= AIM OF THE TASK =
Search the records for the word "below" and copy every line in which it occurs.

-- ENTRIES SUPPLIED follows --

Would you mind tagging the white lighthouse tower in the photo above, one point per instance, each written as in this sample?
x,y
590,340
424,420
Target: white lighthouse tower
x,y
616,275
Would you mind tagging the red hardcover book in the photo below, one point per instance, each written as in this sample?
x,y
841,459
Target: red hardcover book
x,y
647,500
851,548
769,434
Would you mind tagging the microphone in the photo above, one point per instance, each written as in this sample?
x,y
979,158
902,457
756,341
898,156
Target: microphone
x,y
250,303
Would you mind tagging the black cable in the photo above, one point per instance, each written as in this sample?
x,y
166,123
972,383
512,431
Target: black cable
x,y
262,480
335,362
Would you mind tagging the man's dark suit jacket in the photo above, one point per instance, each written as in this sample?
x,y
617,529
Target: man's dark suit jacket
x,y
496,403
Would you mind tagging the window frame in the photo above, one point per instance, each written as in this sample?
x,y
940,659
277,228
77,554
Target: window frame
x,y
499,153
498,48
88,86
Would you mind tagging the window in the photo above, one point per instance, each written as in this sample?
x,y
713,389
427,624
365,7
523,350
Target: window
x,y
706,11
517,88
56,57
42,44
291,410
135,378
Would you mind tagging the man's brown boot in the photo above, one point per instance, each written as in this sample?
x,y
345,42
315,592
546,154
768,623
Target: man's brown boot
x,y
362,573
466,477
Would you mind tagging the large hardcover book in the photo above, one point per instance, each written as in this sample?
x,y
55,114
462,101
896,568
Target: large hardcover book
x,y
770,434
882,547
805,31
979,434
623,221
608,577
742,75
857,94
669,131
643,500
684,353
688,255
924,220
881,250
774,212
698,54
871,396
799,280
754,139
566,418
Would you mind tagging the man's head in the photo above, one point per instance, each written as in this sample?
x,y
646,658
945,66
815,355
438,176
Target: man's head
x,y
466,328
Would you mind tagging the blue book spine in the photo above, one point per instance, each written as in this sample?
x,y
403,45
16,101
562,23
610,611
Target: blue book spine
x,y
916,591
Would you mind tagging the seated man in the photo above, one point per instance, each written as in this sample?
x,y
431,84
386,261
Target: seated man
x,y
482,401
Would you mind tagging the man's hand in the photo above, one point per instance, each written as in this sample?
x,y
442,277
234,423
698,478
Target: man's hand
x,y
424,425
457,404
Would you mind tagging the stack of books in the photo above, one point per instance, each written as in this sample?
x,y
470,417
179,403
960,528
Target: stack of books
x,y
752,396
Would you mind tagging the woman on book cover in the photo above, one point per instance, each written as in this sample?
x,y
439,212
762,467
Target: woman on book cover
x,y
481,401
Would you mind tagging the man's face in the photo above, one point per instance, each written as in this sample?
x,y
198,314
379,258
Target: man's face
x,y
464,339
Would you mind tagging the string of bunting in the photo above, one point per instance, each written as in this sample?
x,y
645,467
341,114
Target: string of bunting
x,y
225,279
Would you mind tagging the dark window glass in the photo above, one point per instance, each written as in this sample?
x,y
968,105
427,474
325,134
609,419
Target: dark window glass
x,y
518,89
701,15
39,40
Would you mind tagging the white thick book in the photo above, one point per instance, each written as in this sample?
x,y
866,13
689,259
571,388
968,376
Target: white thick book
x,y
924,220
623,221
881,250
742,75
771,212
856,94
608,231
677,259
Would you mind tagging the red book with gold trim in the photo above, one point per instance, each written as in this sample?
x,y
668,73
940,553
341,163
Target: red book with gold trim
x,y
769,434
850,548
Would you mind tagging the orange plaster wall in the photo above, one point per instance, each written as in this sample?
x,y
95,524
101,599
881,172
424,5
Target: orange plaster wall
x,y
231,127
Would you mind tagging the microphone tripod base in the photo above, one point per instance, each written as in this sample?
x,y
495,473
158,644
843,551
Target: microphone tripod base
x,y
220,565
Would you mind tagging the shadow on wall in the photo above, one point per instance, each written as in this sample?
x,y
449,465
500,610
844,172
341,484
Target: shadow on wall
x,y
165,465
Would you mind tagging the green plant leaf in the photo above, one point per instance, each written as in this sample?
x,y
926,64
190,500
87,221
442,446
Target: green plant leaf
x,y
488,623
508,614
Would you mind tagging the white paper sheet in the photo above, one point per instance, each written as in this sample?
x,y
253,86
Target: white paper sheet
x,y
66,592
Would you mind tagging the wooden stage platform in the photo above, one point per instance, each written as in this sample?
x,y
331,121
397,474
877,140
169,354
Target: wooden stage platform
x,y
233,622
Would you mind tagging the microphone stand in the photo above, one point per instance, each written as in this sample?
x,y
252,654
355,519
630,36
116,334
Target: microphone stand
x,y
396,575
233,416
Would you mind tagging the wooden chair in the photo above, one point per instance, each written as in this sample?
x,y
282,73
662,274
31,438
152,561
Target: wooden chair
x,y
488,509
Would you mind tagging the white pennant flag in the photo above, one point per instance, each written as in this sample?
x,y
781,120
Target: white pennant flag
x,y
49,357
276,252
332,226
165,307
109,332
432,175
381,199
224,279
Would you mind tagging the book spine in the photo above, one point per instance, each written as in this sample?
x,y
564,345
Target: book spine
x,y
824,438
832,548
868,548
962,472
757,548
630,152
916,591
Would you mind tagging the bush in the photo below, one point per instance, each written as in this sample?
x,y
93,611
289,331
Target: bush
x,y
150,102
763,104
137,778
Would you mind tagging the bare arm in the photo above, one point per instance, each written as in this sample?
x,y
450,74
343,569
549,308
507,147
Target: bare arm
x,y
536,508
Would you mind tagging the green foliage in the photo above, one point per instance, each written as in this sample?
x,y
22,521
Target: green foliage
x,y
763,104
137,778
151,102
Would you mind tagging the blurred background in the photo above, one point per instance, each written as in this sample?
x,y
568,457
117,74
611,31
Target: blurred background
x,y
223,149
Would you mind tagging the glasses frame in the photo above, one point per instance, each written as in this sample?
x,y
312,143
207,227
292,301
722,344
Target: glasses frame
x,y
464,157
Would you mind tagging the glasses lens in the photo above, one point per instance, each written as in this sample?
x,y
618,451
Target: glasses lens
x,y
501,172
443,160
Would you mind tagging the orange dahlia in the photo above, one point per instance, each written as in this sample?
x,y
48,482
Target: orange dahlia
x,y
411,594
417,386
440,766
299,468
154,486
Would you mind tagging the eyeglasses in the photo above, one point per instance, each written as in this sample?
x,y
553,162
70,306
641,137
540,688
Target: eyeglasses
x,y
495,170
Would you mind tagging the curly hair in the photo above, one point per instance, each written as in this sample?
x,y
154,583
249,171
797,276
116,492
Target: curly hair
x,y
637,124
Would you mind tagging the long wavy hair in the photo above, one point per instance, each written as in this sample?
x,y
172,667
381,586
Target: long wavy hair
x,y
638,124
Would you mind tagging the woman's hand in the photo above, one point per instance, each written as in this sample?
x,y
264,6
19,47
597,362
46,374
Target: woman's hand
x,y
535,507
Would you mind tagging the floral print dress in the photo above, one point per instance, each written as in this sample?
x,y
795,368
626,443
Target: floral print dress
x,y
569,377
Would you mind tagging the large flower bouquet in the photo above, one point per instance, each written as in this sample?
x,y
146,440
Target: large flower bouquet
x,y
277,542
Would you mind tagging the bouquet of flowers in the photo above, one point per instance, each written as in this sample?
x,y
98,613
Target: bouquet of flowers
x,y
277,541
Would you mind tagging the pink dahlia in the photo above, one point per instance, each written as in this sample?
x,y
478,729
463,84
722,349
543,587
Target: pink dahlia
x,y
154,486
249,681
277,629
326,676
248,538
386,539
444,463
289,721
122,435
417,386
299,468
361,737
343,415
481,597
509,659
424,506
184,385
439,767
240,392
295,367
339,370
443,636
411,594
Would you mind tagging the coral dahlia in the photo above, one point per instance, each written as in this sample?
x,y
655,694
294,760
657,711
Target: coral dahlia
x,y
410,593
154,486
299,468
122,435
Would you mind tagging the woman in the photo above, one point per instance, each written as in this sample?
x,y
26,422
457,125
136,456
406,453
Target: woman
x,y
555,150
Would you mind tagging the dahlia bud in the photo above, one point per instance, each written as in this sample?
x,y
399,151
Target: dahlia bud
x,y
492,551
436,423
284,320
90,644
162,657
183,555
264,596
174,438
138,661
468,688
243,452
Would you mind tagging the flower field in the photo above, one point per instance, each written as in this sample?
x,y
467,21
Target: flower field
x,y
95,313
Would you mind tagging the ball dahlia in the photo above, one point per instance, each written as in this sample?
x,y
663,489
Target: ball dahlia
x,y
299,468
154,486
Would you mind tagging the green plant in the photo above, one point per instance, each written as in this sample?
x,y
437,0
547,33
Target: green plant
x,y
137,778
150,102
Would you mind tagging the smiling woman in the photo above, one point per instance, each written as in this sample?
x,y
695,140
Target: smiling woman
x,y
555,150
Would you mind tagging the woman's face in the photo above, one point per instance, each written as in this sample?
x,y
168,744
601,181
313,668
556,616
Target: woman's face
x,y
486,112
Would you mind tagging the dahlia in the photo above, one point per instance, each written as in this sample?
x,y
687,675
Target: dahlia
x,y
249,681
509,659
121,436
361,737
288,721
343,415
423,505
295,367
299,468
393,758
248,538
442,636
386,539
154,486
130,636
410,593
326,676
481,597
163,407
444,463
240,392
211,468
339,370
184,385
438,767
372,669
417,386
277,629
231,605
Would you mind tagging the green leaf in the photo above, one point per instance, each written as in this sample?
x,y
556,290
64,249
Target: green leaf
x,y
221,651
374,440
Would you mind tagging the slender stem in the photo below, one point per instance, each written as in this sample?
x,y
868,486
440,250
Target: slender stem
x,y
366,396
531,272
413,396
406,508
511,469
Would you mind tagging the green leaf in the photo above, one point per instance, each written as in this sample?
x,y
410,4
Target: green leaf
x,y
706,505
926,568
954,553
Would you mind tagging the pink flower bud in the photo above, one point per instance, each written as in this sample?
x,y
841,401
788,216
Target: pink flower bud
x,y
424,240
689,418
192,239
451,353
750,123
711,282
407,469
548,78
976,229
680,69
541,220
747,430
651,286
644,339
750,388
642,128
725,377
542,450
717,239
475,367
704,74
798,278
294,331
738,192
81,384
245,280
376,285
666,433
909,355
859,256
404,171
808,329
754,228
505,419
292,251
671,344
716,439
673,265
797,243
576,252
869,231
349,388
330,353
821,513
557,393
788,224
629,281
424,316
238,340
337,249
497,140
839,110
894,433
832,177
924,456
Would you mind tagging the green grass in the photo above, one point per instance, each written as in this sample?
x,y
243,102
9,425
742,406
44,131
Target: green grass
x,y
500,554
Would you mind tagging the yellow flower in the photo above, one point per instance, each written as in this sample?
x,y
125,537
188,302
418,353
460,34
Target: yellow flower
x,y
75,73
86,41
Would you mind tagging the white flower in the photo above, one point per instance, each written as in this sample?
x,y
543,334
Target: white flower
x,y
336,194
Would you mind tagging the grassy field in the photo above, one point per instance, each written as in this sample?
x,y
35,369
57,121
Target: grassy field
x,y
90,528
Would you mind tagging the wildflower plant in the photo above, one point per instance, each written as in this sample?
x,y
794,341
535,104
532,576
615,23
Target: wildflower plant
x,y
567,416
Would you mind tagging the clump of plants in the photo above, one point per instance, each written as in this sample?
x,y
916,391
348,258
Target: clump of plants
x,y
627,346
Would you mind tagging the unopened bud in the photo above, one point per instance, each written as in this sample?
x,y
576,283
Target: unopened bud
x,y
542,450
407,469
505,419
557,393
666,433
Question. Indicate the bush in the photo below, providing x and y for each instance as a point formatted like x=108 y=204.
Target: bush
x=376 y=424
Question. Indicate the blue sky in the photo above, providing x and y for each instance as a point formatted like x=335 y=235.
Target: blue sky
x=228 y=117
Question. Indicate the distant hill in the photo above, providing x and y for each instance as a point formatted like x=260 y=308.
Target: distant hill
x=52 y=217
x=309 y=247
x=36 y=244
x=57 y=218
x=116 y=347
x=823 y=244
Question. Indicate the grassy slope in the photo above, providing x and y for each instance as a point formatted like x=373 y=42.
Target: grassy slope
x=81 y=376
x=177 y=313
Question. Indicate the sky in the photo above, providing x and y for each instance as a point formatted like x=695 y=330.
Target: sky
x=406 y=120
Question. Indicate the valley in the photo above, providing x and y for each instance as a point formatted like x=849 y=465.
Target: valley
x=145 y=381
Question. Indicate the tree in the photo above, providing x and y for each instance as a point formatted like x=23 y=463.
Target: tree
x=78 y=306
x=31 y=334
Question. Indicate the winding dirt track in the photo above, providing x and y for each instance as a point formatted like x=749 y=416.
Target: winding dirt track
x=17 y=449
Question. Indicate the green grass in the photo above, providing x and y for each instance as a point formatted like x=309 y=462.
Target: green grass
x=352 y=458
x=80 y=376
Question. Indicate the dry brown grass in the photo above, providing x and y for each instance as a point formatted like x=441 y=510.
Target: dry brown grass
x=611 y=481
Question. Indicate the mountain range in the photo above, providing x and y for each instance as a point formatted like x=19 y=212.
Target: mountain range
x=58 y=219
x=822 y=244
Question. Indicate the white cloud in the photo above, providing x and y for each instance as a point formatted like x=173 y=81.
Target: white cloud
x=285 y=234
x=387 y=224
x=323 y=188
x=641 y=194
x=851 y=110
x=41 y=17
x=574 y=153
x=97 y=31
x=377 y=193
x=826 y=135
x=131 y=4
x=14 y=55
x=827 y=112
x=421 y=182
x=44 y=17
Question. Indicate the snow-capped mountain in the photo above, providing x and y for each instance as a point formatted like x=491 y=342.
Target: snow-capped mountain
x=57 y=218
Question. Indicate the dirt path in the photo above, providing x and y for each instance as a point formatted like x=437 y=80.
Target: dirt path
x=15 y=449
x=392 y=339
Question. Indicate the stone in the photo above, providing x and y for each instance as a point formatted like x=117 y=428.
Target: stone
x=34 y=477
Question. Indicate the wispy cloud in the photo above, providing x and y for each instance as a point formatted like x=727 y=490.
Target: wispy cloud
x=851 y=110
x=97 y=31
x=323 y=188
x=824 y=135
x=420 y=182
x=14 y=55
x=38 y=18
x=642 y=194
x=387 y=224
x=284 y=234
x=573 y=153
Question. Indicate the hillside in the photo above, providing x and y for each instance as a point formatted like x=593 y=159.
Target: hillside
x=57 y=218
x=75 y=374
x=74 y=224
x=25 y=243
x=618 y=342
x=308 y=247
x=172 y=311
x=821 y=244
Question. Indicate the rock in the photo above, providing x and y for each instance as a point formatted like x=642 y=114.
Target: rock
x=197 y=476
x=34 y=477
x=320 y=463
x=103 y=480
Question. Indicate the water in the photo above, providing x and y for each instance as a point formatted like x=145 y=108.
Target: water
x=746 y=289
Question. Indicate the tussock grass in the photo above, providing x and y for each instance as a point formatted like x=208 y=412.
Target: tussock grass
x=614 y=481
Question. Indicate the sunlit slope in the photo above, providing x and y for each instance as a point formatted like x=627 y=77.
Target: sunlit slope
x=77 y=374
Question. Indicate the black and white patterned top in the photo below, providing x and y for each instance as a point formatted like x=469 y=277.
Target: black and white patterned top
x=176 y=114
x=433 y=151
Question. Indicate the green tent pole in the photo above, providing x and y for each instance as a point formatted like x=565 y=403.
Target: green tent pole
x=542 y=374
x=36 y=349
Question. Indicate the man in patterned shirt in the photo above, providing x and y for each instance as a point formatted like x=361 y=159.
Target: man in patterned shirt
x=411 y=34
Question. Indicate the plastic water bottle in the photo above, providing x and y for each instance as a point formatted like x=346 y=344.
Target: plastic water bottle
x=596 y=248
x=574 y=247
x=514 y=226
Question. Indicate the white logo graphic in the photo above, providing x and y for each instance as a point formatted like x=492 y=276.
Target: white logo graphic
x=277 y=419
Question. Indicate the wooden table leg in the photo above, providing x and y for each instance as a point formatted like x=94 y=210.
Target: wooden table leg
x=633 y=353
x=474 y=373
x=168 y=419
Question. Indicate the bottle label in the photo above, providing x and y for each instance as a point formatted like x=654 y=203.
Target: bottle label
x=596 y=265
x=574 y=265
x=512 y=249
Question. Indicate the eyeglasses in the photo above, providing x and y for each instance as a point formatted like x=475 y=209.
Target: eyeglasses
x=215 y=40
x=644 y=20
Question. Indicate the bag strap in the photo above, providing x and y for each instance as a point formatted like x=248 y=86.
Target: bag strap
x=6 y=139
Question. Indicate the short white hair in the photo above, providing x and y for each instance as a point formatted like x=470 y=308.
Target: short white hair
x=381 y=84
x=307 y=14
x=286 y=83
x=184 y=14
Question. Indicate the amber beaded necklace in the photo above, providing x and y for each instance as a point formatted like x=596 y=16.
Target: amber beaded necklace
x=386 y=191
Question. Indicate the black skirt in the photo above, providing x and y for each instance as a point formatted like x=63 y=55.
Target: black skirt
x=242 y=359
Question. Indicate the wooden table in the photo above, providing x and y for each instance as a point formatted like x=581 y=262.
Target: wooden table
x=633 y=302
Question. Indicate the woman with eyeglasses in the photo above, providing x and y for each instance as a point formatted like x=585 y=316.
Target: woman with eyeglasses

-- ENTRIES SUPPLIED concluded --

= ANSWER TO THIS PROBLEM =
Would you mind tagging the red hardcover book in the photo below, one point per instance, each written as in this sample?
Would you mind tagging the bush in the photo below, one point per instance, each written as in this sample?
Would you mind tagging the slender stem in the photo below, one point per instance, each written as in this sample?
Question. Indicate the bush in the photo below, providing x and y for each instance as a point formatted like x=108 y=204.
Question. Indicate the black and white patterned top in the photo below, providing x and y for each instance as a point formatted like x=469 y=277.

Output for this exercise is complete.